### PROMPT
Every entry must come back exactly as it was written.

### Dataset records
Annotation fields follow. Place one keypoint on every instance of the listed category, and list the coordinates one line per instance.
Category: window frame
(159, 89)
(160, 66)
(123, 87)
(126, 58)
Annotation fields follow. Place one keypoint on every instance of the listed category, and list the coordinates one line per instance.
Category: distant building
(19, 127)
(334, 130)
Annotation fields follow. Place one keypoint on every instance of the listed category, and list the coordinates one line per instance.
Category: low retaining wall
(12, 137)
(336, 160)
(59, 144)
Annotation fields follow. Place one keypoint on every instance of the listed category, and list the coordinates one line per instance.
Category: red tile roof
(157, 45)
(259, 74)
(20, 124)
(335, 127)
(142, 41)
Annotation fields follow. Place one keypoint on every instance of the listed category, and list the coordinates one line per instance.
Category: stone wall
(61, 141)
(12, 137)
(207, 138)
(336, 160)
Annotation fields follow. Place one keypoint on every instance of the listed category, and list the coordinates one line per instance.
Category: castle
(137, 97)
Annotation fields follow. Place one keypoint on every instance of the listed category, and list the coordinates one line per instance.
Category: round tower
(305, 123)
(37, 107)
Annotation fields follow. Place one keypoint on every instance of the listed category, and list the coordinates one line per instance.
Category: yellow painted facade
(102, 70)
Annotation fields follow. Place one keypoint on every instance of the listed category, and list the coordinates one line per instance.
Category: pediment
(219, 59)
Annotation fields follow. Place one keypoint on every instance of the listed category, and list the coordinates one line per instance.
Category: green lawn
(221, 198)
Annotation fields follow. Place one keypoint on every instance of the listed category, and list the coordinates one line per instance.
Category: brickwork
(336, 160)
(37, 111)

### SOLUTION FOR THIS PROBLEM
Annotation fields follow. Place one keypoint on every instance of the listed category, and list the coordinates one line per instance.
Category: window frame
(159, 89)
(160, 66)
(123, 87)
(126, 58)
Annotation fields follow. Place one keypoint on every instance of the listed category, and list the coordinates one line per instance.
Category: distant building
(19, 127)
(334, 130)
Annotation fields follow. Place one keypoint on every instance of the listed category, and list the coordinates one line per instance.
Category: low retaining wall
(12, 137)
(336, 160)
(59, 144)
Annotation fields follow. Place one keypoint on every instance of the listed category, and list the coordinates one line per instance.
Category: red tile roof
(157, 45)
(259, 74)
(20, 124)
(335, 127)
(142, 41)
Annotation fields follow. Place one keypoint on every instance of the listed category, and list the coordinates one line per instance.
Category: stone wall
(61, 141)
(12, 137)
(207, 138)
(336, 160)
Annotation fields follow. Place one keypoint on every instance of the listed category, and list the coordinates one line per instance.
Category: castle
(137, 97)
Annotation fields follow. Place one keypoint on every instance of the listed category, and list the coordinates one line per instance.
Category: round tower
(305, 123)
(37, 107)
Annotation fields follow. Place one keypoint on every instance of the listed category, and list the coordinates one line per instance.
Category: yellow painted facade
(102, 70)
Annotation fields follow. Place one keypoint on every instance of the listed category, and list the coordinates one line per instance.
Category: pediment
(219, 59)
Annotation fields follow. Place one keypoint on every instance of the listed category, and list the coordinates one line per instance.
Category: green lawn
(221, 198)
Annotation fields follow. Place one keypoint on every instance of the listed category, and list the coordinates one line per instance.
Category: brickwork
(336, 160)
(37, 111)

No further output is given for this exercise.